(Records from a collection)
BEGIN

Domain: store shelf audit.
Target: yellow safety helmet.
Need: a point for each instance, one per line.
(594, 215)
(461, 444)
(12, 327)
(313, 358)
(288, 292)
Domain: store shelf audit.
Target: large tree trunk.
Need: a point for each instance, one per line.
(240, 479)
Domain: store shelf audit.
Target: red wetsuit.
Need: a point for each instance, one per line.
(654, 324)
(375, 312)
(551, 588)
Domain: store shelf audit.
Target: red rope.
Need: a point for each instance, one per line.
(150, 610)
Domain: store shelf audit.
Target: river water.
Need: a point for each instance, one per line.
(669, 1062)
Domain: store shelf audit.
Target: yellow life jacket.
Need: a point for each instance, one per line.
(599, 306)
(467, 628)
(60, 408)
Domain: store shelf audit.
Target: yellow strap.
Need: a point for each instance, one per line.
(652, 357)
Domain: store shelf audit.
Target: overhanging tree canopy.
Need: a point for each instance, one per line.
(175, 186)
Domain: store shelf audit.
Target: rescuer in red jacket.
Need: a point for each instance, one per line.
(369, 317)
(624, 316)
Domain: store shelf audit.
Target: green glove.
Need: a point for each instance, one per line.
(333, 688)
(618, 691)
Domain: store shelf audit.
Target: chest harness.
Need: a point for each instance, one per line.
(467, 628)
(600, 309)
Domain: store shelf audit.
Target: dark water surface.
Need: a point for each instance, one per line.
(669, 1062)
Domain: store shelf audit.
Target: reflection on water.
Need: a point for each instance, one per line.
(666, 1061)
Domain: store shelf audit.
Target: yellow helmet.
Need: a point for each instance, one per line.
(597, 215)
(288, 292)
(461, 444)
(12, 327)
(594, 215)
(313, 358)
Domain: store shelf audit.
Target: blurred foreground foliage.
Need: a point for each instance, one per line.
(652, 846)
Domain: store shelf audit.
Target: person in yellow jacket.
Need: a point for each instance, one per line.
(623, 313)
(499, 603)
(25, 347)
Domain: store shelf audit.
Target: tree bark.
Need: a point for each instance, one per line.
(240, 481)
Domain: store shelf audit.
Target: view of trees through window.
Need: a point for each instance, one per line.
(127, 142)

END

• Problem to work on:
Copy the records above exactly as they appear.

• Reply:
Domain: store shelf audit.
Target: yellow safety helmet.
Need: a point for each instance, one per line.
(594, 215)
(461, 444)
(12, 327)
(313, 358)
(288, 292)
Domain: store shelf audit.
Target: large tree trunk.
Need: a point for each instance, one per line.
(240, 479)
Domain: store shelf audit.
Target: red wetsuit.
Need: a point for each instance, one per line.
(654, 324)
(375, 312)
(551, 588)
Domain: store shelf audit.
Target: red rope.
Need: a point for each instance, one per line.
(150, 610)
Domain: store shelf audit.
Target: river water.
Need: a point for each instance, one per line.
(669, 1062)
Domain: store shelf audit.
Target: yellow life jacket.
Need: a point for each instance, one per line.
(599, 306)
(467, 628)
(60, 408)
Domain: store shelf audit.
Target: yellow strap.
Need: a point for each instance, one per line.
(652, 357)
Domain: store shelf audit.
Target: overhanging tree canopy.
Need: a point for each instance, one per line.
(175, 186)
Domain: store shelf audit.
Target: rescuer in red jacket.
Need: a point for each instance, one per line.
(369, 317)
(624, 316)
Domain: store shelf audit.
Target: green glove.
Need: a point for each instance, one per line.
(333, 688)
(618, 691)
Domain: store shelf audit.
Target: chest harness.
Need: a point for each instance, one per line.
(467, 628)
(600, 309)
Domain: store shelf audit.
Target: dark water surface.
Need: a point for each instance, one per line.
(669, 1062)
Domain: store shelf audit.
Target: reflection on water.
Need: a point for each instance, one per line.
(666, 1061)
Domain: store shelf audit.
Target: yellow helmet.
Need: a point for each instance, one per line.
(597, 215)
(288, 292)
(461, 444)
(12, 327)
(594, 215)
(313, 358)
Domain: store shelf audit.
Target: blurred foreground foliage.
Need: a point for each instance, one per line.
(652, 846)
Domain: store shelf audit.
Target: person in yellow jacket.
Need: a point for each instance, one per line.
(623, 313)
(499, 603)
(25, 347)
Domain: store shelf audit.
Target: tree bark.
Need: a point for each instance, one per line.
(240, 481)
Domain: store shelf audit.
Target: view of trees through window.
Need: a point for each instance, one per line.
(127, 142)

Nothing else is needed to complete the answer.